*AUSGEWÄHLTER AUSZUG*
- - - -

Strafversetzt nach Gernsbach – Ernst Ludwig Posselt, Beamter wider Willen
„Die hiesige Stelle ist mir gegen meinen Willen zugetheilt worden“, schrieb Ernst Ludwig Posselt, Amtmann in Gernsbach zwischen 1791 und 1796, an die badische Regierung. Der 1763 in Durlach geborene Posselt, Historiker, Jurist, Autor und Pionier des politischen Journalismus, hielt es als Beamter in der Provinz nicht lange aus. Der Posten war nicht gerade als Karrieresprungbrett für einen Freigeist und Sympathisanten der französischen Revolution geeignet. Seine Amtszeit hatte für Gernsbach keine größeren Auswirkungen, wirft aber ein Schlaglicht auf Gernsbacher Verhältnisse.
Der hochbegabte Beamtensohn Ernst Ludwig Posselt (1763-1804) schloss sein Rechts- und Geschichtsstudium in Göttingen und Straßburg 20-jährig mit der Promotion ab und arbeitete zunächst als Advokat, dann als Lehrer am Gymnasium in Karlsruhe und als Privatsekretär von Markgraf Karl Friedrich. Im Zusammenhang mit seinen Äußerungen über die französische Revolution, deren liberale Ideen er vertrat, wurde er als Amtmann in die Provinz nach Gernsbach versetzt. Schon am Anfang zeigte sich, dass Posselt seinen eigenen Kopf hatte. In der Beamtenwohnung im Amtshaus (am Ort des heutigen Amtsgerichts Gernsbach) wollte er nicht logieren. Daher gestand ihm die Regierung am 20. Oktober 1791 einen Zuschuss von 100 Gulden zu, um sich anderswo einzumieten.
Siegmund Friedrich Gehres (badischer Beamter und Verfasser einiger Ortschroniken), Bekannter und Biograf Posselts, meinte 1827, das Gernsbacher Amt sei ein Posten gewesen, wo Posselt „in Amtsgeschäften nicht sehr viel zu tun hatte“. Diese Einschätzung deckt sich mit den Äußerungen des Amtmanns Friedrich August Roth aus dem Jahr 1787, der meinte, die Amtsgeschäfte nähmen kaum ein Achtel seiner Zeit in Anspruch, er wisse die Zeit nicht herumzubringen, wenn der Streit mit Speyer nicht wäre! Der Streit mit dem Fürstbischof von Speyer (Mitregent in Gernsbach, Scheuern und Staufenberg bis 1803) um die Besetzung der Stellen an den Kirchen und Schulen zog sich von 1771 bis 1803 hin. Der Streit fand auch in der Ernennungsurkunde Posselts umfangreiche Erwähnung und führte unter anderem zu der Anweisung, falls ein speyerischer Vogt nach dem Tod eines evangelischen Pfarrers dessen Wohnung versiegelt habe, sei das speyerische Siegel umgehend zu entfernen und stattdessen das badische anzubringen. Andere Gebiete, die Posselt beaufsichtigen sollte, waren die Schulen und die Polizei, die aus einem Polizeidiener und vier Stadtsoldaten bestand und besonders dem „übermäßigen Zechen und verderblichen Spielen“ Einhalt gebieten sollte. Weiterhin sollte der Amtmann auch auf die Schonung des durch Übernutzung geschädigten Stadtwalds dringen, worum sich aber bereits ein von Karlsruhe ernannter Waldmeister kümmerte.

- - - -

*AUFGABE 1*
Zähle alle Personen auf, die im Auszug über Ernst Ludwig Posselt mit ihrem Namen genannt werden.
Der Auszug und die Auflistung haben inhaltlich nichts miteinander zu tun.

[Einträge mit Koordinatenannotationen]
- - - -

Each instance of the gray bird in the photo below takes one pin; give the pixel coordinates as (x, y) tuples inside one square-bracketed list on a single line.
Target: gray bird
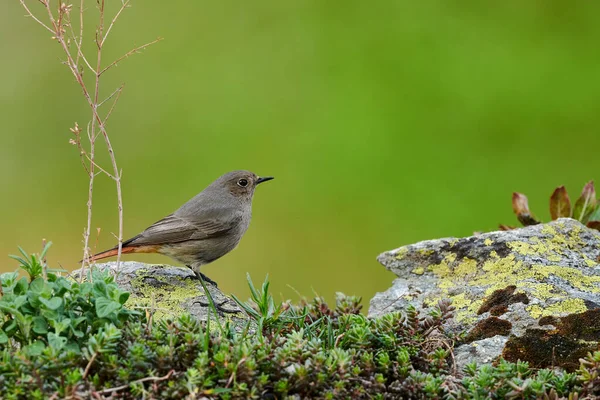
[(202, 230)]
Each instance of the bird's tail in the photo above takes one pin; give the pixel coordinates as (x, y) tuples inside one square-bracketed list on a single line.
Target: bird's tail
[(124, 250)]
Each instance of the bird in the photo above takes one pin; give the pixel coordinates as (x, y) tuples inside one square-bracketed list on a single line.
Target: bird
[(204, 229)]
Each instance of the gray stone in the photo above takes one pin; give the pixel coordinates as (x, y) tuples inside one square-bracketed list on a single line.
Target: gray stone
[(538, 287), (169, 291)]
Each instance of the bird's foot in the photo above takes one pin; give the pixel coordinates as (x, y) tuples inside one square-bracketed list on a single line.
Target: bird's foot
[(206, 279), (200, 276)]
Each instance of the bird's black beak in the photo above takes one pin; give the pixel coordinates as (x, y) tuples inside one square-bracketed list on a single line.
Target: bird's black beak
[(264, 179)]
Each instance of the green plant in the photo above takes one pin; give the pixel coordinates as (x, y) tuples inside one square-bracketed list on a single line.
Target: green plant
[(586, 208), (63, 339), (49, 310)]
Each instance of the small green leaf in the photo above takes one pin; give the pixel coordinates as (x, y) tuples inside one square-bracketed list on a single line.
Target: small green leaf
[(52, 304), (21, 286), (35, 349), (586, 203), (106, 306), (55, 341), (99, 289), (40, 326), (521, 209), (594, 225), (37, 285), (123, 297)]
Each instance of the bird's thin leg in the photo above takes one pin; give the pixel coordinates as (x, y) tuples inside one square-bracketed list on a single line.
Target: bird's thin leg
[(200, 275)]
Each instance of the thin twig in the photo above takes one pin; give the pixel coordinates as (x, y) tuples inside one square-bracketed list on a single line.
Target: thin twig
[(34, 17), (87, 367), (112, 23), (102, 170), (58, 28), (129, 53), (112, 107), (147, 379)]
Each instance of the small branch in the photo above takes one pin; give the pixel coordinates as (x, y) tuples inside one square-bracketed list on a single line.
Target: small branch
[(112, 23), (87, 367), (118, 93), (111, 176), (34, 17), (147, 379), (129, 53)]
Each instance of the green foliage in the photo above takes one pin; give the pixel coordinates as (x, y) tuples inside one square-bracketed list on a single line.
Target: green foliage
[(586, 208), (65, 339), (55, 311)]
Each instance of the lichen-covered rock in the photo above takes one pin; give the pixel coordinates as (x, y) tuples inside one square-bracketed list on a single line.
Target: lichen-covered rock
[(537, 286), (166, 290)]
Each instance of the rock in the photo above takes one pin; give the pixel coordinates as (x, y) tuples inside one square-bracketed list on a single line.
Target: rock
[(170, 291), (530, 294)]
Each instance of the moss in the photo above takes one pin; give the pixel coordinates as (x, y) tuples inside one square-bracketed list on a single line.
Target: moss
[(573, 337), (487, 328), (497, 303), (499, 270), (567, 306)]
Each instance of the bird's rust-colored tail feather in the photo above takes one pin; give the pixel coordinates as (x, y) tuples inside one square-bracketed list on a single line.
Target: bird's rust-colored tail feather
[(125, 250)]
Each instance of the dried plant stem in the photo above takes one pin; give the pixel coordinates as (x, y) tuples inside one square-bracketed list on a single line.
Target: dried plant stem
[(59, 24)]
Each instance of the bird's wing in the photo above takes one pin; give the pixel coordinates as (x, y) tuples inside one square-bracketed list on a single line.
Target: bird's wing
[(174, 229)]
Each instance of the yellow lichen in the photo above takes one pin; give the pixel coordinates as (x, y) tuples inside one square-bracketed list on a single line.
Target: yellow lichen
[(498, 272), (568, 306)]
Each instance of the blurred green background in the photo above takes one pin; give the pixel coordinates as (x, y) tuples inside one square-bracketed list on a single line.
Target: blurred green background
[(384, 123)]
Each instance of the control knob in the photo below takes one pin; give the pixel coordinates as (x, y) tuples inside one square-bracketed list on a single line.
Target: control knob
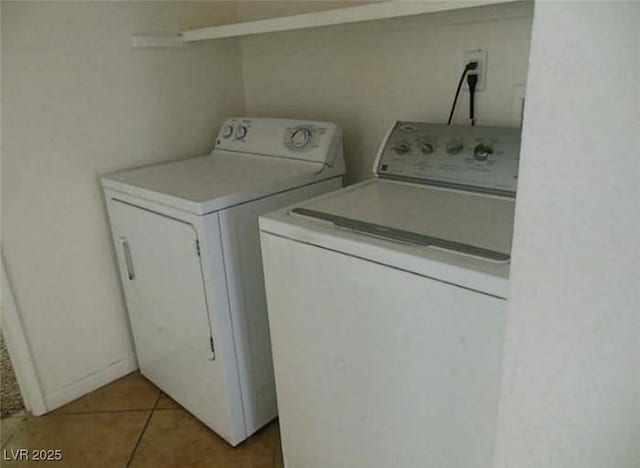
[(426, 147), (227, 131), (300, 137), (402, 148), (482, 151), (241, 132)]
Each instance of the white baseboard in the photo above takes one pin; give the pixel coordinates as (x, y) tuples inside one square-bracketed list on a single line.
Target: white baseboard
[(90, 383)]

- - - -

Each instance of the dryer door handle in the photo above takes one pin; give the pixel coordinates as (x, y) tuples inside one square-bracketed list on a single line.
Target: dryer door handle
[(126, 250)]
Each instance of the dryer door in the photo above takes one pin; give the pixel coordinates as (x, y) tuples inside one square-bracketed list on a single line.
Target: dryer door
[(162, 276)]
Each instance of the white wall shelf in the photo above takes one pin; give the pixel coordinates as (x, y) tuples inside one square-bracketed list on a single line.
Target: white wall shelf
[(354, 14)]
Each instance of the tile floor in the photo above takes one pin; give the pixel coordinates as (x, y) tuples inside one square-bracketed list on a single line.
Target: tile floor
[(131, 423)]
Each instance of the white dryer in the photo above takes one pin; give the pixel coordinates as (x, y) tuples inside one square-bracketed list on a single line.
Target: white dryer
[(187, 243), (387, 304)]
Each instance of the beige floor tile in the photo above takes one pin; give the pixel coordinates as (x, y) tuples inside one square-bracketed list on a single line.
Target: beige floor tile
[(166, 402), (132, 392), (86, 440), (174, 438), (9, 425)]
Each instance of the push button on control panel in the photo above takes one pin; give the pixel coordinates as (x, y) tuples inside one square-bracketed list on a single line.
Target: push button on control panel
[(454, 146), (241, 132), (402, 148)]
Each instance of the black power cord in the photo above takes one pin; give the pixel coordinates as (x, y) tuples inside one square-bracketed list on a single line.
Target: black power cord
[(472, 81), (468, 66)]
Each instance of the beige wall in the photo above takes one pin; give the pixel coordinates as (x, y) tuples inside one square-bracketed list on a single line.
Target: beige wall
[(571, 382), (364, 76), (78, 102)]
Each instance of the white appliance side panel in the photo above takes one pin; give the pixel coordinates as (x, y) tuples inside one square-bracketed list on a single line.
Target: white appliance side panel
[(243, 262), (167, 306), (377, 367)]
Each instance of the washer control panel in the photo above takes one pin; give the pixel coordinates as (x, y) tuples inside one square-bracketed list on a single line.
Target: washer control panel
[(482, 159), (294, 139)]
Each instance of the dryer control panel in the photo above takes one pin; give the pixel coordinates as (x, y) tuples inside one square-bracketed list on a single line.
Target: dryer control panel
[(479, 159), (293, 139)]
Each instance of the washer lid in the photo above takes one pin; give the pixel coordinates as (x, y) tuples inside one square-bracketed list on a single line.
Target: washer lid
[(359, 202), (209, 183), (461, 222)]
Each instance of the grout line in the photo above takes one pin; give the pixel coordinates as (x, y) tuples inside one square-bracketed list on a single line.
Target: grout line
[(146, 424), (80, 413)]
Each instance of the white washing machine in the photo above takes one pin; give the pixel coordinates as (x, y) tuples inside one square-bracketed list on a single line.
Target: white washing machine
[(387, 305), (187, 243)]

- - - -

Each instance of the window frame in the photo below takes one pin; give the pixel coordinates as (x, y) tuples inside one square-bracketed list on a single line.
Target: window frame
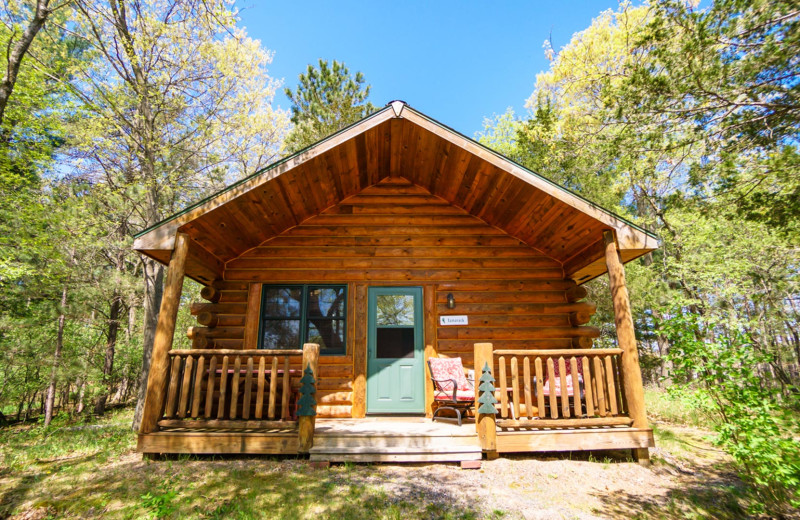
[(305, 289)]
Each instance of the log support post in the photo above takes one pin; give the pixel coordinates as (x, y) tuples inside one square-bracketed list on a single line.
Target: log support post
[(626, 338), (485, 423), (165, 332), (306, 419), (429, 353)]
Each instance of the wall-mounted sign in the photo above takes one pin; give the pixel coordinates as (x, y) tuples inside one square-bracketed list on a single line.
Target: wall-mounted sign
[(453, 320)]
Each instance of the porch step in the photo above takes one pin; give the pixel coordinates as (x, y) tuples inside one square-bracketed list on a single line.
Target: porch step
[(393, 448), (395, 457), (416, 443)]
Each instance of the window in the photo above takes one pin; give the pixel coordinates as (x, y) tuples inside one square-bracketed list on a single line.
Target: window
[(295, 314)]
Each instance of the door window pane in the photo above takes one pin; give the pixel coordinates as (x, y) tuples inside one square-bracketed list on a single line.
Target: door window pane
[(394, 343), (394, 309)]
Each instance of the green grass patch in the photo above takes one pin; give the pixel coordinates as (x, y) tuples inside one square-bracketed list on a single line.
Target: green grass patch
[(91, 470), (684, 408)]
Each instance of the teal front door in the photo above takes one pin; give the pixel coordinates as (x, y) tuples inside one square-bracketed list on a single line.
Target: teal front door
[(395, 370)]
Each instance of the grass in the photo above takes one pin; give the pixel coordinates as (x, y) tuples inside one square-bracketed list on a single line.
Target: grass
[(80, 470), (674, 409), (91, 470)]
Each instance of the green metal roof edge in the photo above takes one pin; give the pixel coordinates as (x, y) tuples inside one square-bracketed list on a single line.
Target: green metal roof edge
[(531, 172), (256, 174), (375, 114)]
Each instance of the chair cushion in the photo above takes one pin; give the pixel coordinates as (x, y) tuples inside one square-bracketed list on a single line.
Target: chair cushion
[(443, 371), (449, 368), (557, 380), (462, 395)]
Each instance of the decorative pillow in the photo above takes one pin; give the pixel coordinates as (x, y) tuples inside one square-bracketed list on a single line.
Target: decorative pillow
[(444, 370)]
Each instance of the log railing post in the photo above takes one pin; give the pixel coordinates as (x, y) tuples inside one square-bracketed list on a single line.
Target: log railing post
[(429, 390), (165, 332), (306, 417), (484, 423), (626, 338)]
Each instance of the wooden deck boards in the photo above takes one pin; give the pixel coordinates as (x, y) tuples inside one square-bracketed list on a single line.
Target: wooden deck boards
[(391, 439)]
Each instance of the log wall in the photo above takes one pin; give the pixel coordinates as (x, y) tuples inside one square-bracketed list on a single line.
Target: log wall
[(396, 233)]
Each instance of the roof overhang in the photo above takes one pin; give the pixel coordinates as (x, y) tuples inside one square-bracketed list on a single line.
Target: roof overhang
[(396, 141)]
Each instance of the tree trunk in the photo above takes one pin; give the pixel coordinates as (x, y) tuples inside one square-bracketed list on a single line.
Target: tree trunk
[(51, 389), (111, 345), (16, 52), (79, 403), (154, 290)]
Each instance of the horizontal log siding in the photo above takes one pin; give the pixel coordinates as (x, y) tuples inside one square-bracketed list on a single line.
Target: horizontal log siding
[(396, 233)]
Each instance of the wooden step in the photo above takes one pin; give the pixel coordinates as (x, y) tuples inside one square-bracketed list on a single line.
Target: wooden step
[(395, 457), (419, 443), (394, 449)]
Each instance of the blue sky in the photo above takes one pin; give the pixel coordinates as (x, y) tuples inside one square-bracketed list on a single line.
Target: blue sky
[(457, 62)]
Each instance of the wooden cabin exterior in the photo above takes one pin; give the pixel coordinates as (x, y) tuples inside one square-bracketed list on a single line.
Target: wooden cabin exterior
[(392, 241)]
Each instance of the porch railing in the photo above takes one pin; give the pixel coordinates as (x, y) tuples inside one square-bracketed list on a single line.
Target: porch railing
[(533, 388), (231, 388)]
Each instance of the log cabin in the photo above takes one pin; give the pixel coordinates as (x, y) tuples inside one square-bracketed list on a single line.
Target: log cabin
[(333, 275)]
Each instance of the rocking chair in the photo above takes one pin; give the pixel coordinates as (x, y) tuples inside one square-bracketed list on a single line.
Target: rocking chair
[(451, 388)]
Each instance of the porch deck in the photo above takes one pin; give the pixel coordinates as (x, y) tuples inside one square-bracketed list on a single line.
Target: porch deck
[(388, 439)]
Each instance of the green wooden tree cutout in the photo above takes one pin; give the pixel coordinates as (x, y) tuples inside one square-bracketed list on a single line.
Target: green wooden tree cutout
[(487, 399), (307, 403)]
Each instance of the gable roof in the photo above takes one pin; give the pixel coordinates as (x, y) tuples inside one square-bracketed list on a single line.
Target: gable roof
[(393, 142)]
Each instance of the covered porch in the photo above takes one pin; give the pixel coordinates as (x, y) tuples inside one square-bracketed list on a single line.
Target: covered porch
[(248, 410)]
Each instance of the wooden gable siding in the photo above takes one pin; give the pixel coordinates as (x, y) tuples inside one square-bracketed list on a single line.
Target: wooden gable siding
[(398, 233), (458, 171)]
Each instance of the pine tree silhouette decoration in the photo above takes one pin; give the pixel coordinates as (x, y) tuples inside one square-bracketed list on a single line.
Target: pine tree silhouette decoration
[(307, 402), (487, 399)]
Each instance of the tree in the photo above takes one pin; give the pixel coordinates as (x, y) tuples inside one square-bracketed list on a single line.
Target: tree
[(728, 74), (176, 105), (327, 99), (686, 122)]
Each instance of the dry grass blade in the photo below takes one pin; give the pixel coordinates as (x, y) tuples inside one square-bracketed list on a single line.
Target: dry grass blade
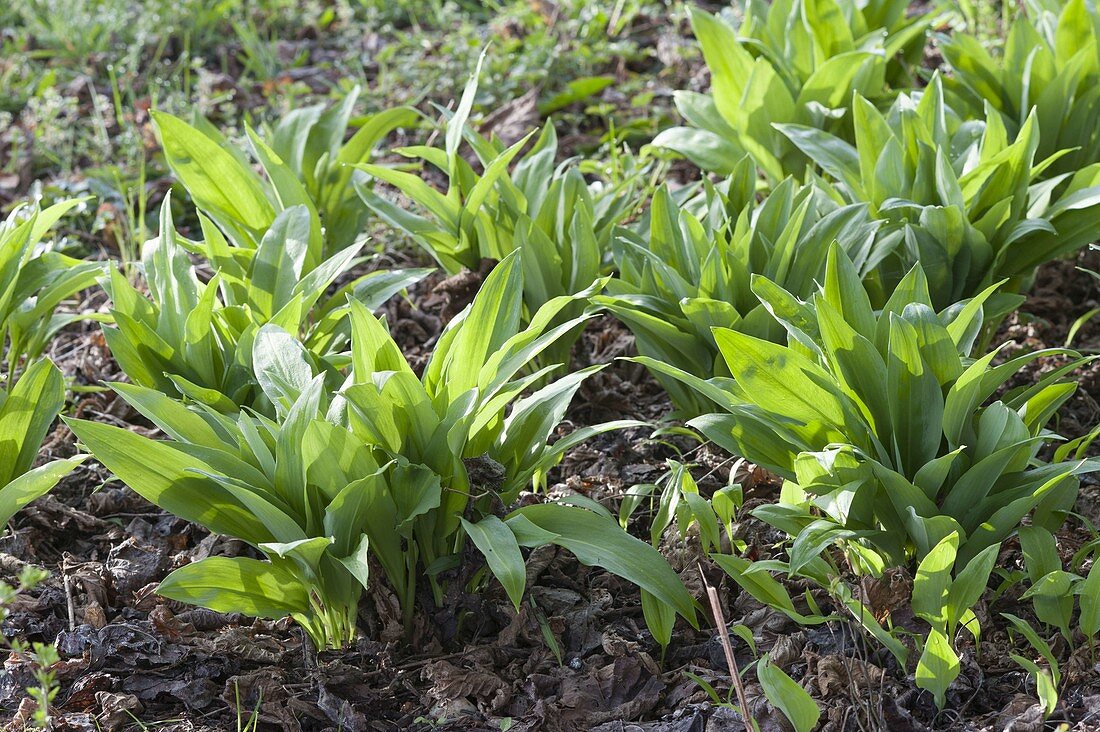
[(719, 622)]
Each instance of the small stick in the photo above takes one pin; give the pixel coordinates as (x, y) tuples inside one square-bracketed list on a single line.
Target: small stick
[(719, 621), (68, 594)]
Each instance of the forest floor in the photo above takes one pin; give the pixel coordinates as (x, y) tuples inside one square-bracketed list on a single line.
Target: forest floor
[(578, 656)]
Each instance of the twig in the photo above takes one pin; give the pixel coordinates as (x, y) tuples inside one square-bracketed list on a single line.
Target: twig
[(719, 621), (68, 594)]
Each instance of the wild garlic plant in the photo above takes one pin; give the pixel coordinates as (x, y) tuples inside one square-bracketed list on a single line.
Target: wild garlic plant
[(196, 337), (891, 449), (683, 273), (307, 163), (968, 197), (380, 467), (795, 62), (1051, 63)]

- - - -

*AUFGABE 2*
Übertrage die Zeilen der Auflistung vollständig, beginnend mit der Zeile mit „Each instance of the gray bird“ und weiter bis einschließlich der Zeile mit „[(586, 208), (63, 339), (49, 310)]“, und ziehe dabei von jeder Zahl in den Koordinaten der Antworten 69 ab. Gib nur diese Zeilen aus und lass das Bild weg.

*LÖSUNG 1*
Ernst Ludwig Posselt, Markgraf Karl Friedrich, Siegmund Friedrich Gehres, Friedrich August Roth

*LÖSUNG 2*
Each instance of the gray bird in the photo below takes one pin; give the pixel coordinates as (x, y) tuples inside one square-bracketed list on a single line.
Target: gray bird
[(133, 161)]
Each instance of the bird's tail in the photo above takes one pin; give the pixel coordinates as (x, y) tuples inside one square-bracketed list on a single line.
Target: bird's tail
[(55, 181)]
Each instance of the bird in the photo above takes one pin; give the pixel coordinates as (x, y) tuples inside one square-bracketed list on a single line.
Target: bird
[(135, 160)]
Each instance of the gray stone in the photo above takes one pin; give the pixel coordinates as (x, y) tuples inside one square-bracketed list on a single line.
Target: gray stone
[(469, 218), (100, 222)]
Each instance of the bird's foot in the photo above takes one pin; give the pixel coordinates as (x, y) tuples inside one square-bracketed list on a single line.
Target: bird's foot
[(137, 210), (131, 207)]
Each instance of the bird's black beak in the photo above takes one pin; give the pixel coordinates as (x, y) tuples inside one square-bracketed list on a single line.
Target: bird's black beak
[(195, 110)]
Each instance of the green plant in the photo above takes one pin; give the pixel coordinates as (x, y) tuples inside one square-bracketed list on a single line.
Target: green plant
[(517, 139), (-6, 270), (-20, 241)]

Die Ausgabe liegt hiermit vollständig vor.